Document section:
==================================================

5.5 HDPE Piping Elastic Modulus The NRC staff requested additional information concerning clarification on whether an adjustment due to an elastic modulus change is needed for the 1100 pounds per square inch (psi) allowable alternating stress amplitude used for the buried HDPE piping for thermal expansion stresses and seismic stresses evaluated using equivalent thermal approach. The licensee provided clarification and rationale by stating that the fatigue tests reported in EPRI 1014902 were displacement (strain) controlled tests and the resulting stress capacities were based on the actual modulus of elasticity the specimen was experiencing while under load. Two sets of data were provided by the licensee. One set with the elastic modulus that existed during the initial load cycle, and the second with the lower bound modulus that is experienced after a prolonged period of cycling at 1 Hertz. The failures are based on the load and modulus that pipe experienced under load. The test results in the EPRI report bound the 1100 psi cyclic stress range with a margin of at least 2 for all temperatures reported. The licensee stated that since the effect of the elastic modulus is accounted for by using the accurate modulus in the

structural analysis to determine the applied load, there is no need to reduce the capacities (1100 psi allowable alternating stress) determined from actual tests. Based on its review the NRC staff finds this rationale acceptable.

5.6 HDPE Piping Sidewall Stress The NRC staff questioned the allowable stress used by the licensee in the calculation for the circumferential compressive stress in the sidewalls of the HDPE piping. In response, the licensee stated that for elevated temperature service, the allowable compressive stress in the sidewalls can be reduced in accordance with the PPI Handbook. Using the formula in the PPI Handbook, the required allowable stress of 1000 psi for HDPE piping can be reduced to 500 psi at 140°F. The licensees computed sidewall compression stress for the HDPE piping at Catawba 1 and 2 is 112 psi which is less than the allowable stress of 500 psi at 140°F. The NRC staff finds the sidewall compression stress of the buried HDPE piping acceptable when using the reduced allowable stress.

==================================================

Collected data:
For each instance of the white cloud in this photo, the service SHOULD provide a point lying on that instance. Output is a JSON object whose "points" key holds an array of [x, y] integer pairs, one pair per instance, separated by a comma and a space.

==================================================

Set of tasks:
• A. In the HDPE piping text, what sidewall compression stress did the licensee compute for the HDPE piping at Catawba 1 and 2?
• B. Rewrite everything in the HDPE piping text from "5.6 HDPE Piping" down to "reduced allowable stress.", replacing "PPI Handbook" with "reference handbook".

Answers to the exercises:
• A. 112 psi

• B.
5.6 HDPE Piping Sidewall Stress The NRC staff questioned the allowable stress used by the licensee in the calculation for the circumferential compressive stress in the sidewalls of the HDPE piping. In response, the licensee stated that for elevated temperature service, the allowable compressive stress in the sidewalls can be reduced in accordance with the reference handbook. Using the formula in the reference handbook, the required allowable stress of 1000 psi for HDPE piping can be reduced to 500 psi at 140°F. The licensees computed sidewall compression stress for the HDPE piping at Catawba 1 and 2 is 112 psi which is less than the allowable stress of 500 psi at 140°F. The NRC staff finds the sidewall compression stress of the buried HDPE piping acceptable when using the reduced allowable stress.